Текст для чтения:
Подобные исследования, предоставляющие данные о физиологических реакциях индивида на исключение/игнорирование/отвержение, служат лишним доказательством наличия у индивида «системы раннего обнаружения» признаков остракизма. Иными словами, феномен остракизма вызывает обязательную рефлекторную реакцию (будь то активация дорсальной передней поясной коры головного мозга или, в некоторых случаях, выброс гормона кортизола). Кроме этого, данные приведенных выше исследований дают нам понимание того, что остракизм вызывает боль.

Как мы реагируем на остракизм?

Согласно модели остракизма Вильямса (1997), существует три стадии разворачивания реакции на остракизм[Ren, 2018; Williams, 2007; Wölfer, 2013].

1-я стадия — рефлекторная. Как только индивиды обнаруживают признаки остракизма, они могут ощутить боль, почувствовать печаль, злость, у них снижается уровень удовлетворенности одной или нескольких фундаментальных психологических потребностей (в принадлежности, самоуважении[Cheung], контроле, осмысленном существовании). При этом степень воздействия остракизма и родственных феноменов на индивида не только обнаруживается на уровне самоотчета, но и физически осязаема [см. например, исследования Айзенбергер: 4].

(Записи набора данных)

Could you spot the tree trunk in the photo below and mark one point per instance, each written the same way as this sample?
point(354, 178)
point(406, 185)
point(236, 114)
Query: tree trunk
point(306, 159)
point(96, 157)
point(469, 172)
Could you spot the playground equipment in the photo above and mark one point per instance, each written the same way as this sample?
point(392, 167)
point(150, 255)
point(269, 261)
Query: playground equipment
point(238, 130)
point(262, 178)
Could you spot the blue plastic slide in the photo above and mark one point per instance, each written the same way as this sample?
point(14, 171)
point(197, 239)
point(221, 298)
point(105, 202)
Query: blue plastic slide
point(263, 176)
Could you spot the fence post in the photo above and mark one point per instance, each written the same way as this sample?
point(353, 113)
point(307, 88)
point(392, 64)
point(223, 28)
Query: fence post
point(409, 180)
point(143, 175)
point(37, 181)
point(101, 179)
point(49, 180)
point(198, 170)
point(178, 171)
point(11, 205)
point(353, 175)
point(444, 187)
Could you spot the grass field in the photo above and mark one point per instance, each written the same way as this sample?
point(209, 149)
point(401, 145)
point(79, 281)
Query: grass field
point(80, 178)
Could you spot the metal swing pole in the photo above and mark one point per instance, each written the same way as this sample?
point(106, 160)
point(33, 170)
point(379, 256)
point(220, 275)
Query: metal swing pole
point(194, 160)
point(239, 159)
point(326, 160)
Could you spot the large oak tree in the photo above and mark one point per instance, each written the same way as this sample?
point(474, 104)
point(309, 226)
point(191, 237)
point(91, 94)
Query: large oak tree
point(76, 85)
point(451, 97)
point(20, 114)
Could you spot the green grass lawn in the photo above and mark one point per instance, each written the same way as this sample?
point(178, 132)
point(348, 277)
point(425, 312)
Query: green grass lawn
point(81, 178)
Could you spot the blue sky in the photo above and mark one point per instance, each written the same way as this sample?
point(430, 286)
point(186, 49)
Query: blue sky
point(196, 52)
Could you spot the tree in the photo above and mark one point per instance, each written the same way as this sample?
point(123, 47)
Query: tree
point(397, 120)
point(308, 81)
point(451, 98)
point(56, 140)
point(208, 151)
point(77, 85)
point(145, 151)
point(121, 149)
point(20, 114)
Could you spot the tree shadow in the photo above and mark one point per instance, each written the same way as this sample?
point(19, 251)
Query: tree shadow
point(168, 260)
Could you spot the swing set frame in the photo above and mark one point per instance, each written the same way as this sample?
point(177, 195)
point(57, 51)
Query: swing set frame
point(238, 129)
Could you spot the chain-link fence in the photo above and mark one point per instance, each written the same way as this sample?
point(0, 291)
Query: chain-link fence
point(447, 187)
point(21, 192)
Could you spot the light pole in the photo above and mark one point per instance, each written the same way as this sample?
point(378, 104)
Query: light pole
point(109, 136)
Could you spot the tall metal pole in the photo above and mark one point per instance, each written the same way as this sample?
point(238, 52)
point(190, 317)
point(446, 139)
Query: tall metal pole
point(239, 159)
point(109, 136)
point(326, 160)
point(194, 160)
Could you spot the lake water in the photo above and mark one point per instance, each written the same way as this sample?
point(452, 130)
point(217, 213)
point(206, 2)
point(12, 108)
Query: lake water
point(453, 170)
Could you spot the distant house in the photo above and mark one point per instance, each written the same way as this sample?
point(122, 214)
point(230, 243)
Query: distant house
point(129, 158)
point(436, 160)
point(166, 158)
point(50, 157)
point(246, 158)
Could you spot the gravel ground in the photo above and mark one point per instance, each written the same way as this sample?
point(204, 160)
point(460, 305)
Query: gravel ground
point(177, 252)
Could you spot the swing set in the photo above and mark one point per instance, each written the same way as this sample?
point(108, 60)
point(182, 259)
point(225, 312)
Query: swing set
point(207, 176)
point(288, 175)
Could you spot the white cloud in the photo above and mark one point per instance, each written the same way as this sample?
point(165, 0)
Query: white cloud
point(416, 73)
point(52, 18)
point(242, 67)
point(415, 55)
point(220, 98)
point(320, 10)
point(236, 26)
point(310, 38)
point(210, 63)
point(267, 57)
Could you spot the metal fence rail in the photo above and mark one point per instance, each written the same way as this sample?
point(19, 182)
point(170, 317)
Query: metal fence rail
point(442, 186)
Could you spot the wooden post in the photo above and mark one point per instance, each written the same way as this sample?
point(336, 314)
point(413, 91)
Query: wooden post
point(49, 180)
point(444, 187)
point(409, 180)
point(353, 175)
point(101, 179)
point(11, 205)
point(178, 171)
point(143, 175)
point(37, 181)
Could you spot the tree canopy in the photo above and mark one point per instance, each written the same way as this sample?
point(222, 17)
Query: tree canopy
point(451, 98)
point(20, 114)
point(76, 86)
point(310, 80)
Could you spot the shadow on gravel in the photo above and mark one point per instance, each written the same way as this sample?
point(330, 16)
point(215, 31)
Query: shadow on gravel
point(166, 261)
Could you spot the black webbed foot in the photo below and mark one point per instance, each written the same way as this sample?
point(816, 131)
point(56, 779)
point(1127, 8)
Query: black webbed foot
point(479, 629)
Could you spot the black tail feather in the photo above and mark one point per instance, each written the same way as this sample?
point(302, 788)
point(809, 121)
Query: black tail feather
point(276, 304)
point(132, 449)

Поставленная задача: Перепишите текст об остракизме целиком, без единого изменения.

Решение задания:
Подобные исследования, предоставляющие данные о физиологических реакциях индивида на исключение/игнорирование/отвержение, служат лишним доказательством наличия у индивида «системы раннего обнаружения» признаков остракизма. Иными словами, феномен остракизма вызывает обязательную рефлекторную реакцию (будь то активация дорсальной передней поясной коры головного мозга или, в некоторых случаях, выброс гормона кортизола). Кроме этого, данные приведенных выше исследований дают нам понимание того, что остракизм вызывает боль.

Как мы реагируем на остракизм?

Согласно модели остракизма Вильямса (1997), существует три стадии разворачивания реакции на остракизм[Ren, 2018; Williams, 2007; Wölfer, 2013].

1-я стадия — рефлекторная. Как только индивиды обнаруживают признаки остракизма, они могут ощутить боль, почувствовать печаль, злость, у них снижается уровень удовлетворенности одной или нескольких фундаментальных психологических потребностей (в принадлежности, самоуважении[Cheung], контроле, осмысленном существовании). При этом степень воздействия остракизма и родственных феноменов на индивида не только обнаруживается на уровне самоотчета, но и физически осязаема [см. например, исследования Айзенбергер: 4].